[Dataset entries]

_ _ _ _ _

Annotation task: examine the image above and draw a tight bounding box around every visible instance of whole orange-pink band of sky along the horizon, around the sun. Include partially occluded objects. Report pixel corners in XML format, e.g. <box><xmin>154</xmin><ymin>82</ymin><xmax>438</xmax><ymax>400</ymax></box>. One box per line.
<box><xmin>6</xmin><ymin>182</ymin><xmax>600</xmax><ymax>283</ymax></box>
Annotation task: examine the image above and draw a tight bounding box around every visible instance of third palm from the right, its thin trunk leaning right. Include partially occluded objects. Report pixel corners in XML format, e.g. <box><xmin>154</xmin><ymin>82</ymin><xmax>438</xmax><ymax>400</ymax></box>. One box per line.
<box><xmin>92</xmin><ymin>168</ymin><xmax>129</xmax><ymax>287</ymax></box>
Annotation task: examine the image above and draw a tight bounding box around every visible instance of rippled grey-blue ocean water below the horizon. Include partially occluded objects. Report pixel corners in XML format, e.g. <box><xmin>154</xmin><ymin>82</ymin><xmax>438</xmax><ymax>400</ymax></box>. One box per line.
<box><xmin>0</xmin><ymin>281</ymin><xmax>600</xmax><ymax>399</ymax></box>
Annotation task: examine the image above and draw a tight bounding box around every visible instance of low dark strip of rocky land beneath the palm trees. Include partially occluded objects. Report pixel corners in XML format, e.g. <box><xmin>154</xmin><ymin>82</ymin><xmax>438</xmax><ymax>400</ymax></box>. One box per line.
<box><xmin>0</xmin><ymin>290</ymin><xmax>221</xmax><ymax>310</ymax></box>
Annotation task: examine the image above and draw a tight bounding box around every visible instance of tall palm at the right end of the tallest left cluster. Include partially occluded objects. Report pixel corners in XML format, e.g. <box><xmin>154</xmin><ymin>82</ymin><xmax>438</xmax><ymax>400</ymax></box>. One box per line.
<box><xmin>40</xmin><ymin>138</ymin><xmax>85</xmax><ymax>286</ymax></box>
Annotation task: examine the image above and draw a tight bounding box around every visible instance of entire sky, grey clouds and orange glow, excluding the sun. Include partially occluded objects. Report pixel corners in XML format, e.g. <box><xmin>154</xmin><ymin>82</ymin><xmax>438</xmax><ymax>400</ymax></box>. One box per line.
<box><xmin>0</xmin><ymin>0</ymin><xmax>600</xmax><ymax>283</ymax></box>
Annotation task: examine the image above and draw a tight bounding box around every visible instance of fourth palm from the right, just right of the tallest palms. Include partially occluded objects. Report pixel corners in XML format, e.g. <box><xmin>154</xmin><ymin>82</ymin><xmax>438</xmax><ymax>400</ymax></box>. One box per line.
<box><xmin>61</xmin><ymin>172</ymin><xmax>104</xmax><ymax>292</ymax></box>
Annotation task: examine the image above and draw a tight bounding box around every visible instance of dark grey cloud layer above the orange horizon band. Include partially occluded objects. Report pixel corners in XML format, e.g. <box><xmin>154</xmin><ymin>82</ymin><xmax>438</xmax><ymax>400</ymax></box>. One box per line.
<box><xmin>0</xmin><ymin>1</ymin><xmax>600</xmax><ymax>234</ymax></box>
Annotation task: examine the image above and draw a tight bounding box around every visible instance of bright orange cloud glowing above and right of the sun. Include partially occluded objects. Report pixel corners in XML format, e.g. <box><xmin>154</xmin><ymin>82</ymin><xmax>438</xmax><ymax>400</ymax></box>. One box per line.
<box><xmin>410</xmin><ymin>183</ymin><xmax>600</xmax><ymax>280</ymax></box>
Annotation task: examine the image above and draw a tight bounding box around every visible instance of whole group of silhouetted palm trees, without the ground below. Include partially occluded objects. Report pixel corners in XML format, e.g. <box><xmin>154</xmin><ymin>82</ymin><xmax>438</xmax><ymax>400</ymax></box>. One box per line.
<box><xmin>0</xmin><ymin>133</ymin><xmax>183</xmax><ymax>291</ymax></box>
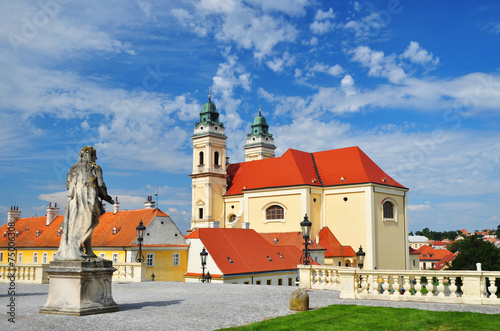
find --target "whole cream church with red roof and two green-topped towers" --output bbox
[190,96,410,269]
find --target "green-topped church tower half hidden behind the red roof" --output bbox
[243,107,276,161]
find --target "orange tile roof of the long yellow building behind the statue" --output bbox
[0,209,168,248]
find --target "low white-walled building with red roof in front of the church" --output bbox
[185,228,318,286]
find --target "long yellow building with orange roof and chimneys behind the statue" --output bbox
[0,197,189,282]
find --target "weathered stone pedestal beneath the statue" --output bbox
[40,259,119,316]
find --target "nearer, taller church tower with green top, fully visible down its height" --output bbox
[190,95,227,229]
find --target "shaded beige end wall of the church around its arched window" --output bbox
[374,192,408,269]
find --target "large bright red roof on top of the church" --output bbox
[226,147,404,195]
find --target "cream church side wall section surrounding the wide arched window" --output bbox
[248,194,304,233]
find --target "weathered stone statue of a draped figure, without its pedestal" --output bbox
[54,146,114,261]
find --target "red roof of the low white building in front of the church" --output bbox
[186,228,317,275]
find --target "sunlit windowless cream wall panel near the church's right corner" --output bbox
[325,191,366,249]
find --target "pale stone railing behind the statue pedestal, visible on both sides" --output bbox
[0,262,146,284]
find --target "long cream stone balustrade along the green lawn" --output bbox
[299,265,500,305]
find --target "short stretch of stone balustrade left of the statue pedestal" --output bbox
[0,263,49,284]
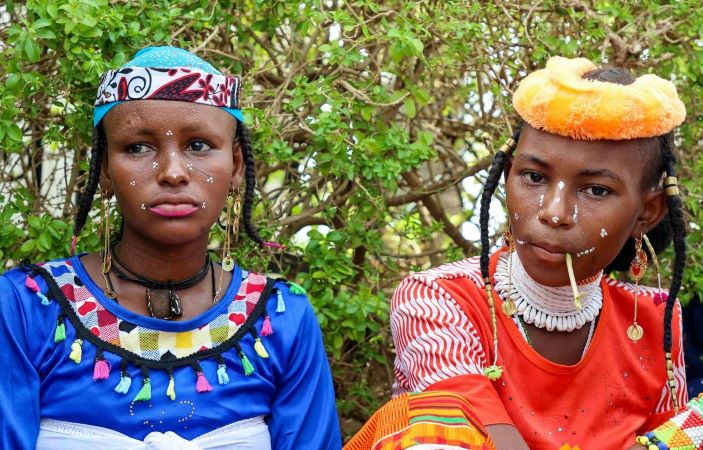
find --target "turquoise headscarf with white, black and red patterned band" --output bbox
[93,47,244,126]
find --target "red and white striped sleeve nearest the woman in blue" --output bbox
[391,274,487,395]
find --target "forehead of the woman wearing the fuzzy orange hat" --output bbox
[514,124,651,180]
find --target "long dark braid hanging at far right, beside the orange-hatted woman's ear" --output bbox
[659,133,686,411]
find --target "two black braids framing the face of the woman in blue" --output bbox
[73,121,264,245]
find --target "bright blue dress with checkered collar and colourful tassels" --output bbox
[0,256,341,450]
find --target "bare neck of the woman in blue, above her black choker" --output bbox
[113,226,208,282]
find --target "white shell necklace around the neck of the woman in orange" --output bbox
[494,252,603,332]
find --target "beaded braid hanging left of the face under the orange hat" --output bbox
[479,124,521,380]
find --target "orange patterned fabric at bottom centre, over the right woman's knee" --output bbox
[344,392,495,450]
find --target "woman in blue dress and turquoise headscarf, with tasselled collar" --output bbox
[0,47,341,449]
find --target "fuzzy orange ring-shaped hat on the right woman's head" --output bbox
[513,56,686,140]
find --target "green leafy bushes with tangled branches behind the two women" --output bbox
[0,0,703,440]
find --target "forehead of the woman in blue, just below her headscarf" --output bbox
[103,100,235,135]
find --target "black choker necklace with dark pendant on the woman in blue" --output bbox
[107,249,215,320]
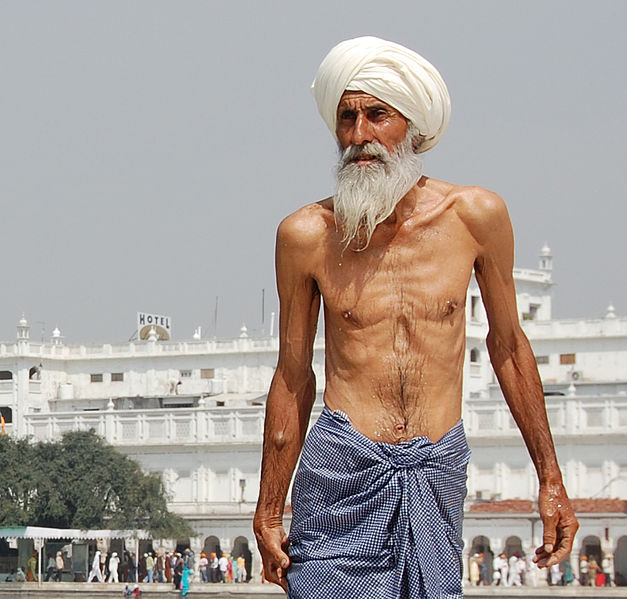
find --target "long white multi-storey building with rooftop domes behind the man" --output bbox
[0,246,627,583]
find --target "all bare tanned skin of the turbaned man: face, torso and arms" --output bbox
[254,92,578,589]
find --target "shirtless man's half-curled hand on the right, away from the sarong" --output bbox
[533,483,579,568]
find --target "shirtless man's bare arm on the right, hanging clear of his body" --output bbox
[471,191,579,568]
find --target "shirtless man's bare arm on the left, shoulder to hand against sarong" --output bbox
[254,209,320,590]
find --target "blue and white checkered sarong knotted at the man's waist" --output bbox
[287,407,470,599]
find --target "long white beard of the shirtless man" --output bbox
[333,124,422,250]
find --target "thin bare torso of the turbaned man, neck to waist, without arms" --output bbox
[313,180,477,443]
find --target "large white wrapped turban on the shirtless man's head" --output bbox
[311,37,451,152]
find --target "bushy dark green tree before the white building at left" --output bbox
[0,431,194,538]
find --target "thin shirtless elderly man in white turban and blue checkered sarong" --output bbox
[255,37,578,599]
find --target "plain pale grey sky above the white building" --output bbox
[0,0,627,343]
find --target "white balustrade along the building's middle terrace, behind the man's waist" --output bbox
[24,396,627,446]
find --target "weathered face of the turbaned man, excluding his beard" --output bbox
[336,91,407,157]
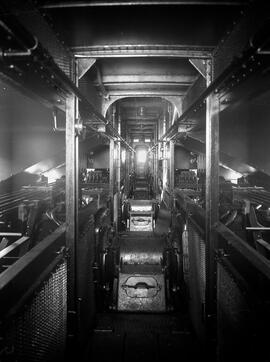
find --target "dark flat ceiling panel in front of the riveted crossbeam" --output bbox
[37,1,246,47]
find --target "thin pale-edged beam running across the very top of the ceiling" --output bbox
[41,0,248,9]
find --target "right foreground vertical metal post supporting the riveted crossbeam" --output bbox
[205,60,219,338]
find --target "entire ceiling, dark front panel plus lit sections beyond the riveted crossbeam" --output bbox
[37,0,247,139]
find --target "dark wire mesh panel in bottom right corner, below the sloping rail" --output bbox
[217,262,264,362]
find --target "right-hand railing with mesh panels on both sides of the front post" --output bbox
[175,192,270,362]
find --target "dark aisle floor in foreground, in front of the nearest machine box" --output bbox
[86,313,200,362]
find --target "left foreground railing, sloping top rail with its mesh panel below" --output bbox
[0,225,67,362]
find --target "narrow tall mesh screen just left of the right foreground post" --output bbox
[187,221,205,340]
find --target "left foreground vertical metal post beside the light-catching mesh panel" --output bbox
[66,96,77,347]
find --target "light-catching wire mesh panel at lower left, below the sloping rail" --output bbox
[1,260,67,362]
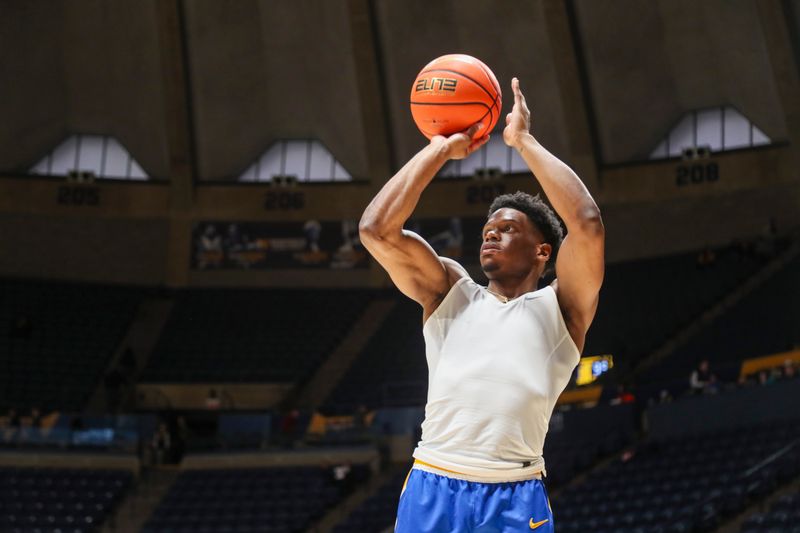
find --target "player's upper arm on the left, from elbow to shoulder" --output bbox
[361,230,450,309]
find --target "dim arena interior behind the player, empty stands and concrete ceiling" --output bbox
[0,0,800,533]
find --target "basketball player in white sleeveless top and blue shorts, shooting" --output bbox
[359,78,604,533]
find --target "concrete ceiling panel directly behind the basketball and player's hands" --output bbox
[376,0,566,168]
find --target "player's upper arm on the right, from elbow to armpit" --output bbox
[556,227,605,333]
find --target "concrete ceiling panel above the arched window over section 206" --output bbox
[186,0,371,180]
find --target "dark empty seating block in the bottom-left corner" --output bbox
[0,468,132,533]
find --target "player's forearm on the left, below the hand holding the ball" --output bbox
[358,139,448,236]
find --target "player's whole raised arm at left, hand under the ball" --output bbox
[358,125,488,318]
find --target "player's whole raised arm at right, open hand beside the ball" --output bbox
[503,78,605,347]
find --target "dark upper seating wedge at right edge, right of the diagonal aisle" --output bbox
[645,254,800,386]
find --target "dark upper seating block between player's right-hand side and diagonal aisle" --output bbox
[584,244,760,365]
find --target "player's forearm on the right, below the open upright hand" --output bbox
[516,134,602,231]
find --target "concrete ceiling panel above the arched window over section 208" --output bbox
[575,0,787,163]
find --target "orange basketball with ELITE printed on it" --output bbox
[411,54,502,139]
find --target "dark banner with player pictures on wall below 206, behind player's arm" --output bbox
[191,217,486,270]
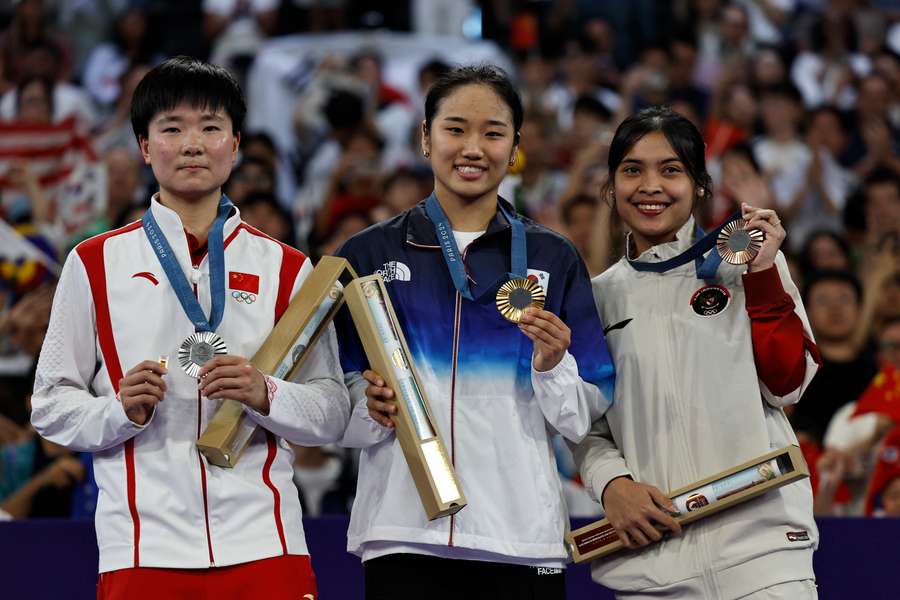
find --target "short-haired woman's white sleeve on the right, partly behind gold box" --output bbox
[244,260,350,446]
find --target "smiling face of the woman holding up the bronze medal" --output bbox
[614,131,695,254]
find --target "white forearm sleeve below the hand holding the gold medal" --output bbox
[531,350,612,443]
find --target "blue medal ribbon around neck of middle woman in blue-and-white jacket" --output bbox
[425,192,528,300]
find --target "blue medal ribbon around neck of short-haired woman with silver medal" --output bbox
[141,195,234,331]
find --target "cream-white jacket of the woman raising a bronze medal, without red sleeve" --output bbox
[575,219,818,599]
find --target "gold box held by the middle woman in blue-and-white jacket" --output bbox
[344,274,466,520]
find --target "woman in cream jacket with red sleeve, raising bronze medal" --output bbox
[575,108,819,600]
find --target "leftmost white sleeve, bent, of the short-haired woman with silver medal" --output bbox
[31,251,152,452]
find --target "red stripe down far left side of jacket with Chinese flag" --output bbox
[75,221,141,567]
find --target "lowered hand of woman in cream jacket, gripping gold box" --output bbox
[603,477,681,550]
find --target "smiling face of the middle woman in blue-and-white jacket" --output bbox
[422,84,515,205]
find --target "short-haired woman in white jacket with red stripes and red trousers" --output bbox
[31,58,350,600]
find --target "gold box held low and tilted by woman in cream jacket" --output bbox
[566,446,809,563]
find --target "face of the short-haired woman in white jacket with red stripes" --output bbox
[139,104,240,203]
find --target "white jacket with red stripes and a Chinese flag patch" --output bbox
[31,199,349,572]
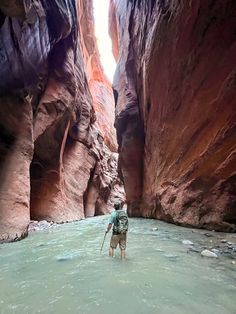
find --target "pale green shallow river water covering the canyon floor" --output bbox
[0,216,236,314]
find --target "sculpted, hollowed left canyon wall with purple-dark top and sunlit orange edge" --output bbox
[0,0,123,242]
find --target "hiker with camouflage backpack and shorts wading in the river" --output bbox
[106,203,129,259]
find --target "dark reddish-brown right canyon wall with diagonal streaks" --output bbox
[110,0,236,231]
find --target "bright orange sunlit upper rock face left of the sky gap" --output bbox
[78,0,117,152]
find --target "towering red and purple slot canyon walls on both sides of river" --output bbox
[0,0,236,242]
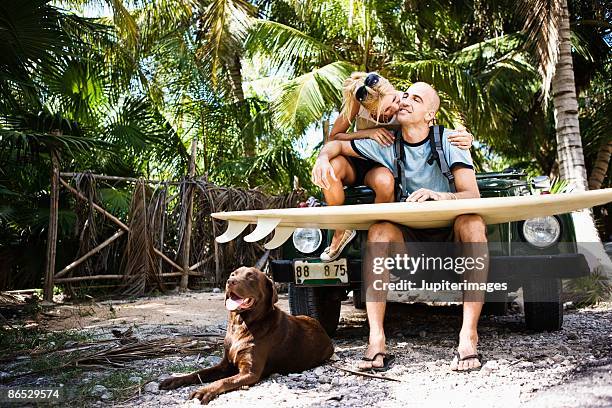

_ _ _ _ _

__Brief__.
Give back the lines from the one containing "stripes and red" through the last line of the records above exactly as they appear, both included, and no pictures.

__Reply to the task__.
find --target "short-haired woman in white jacket with red stripes and red trousers" --output bbox
[31,58,350,600]
find --target "gold box held low and tilted by woman in cream jacket" --output bbox
[566,446,809,563]
find --target "face of the short-haired woman in white jacket with red stripes" --output bbox
[139,104,240,203]
find --target "white jacket with red stripes and a Chinese flag patch" --output bbox
[31,199,349,572]
find --target "pale green shallow river water covering the canyon floor" --output bbox
[0,216,236,314]
find --target "sculpted, hollowed left canyon wall with purple-dark top and sunlit orange edge" --output bbox
[0,0,123,242]
find --target "hiker with camouflage backpack and shorts wading in the river" --output bbox
[106,203,129,259]
find --target "dark reddish-brown right canyon wall with diagonal streaks" --output bbox
[110,0,236,231]
find --target "bright orange sunlit upper rock face left of the sky gap" --output bbox
[78,0,117,152]
find --target "towering red and purple slot canyon walls on both sides of river" --output bbox
[0,0,236,242]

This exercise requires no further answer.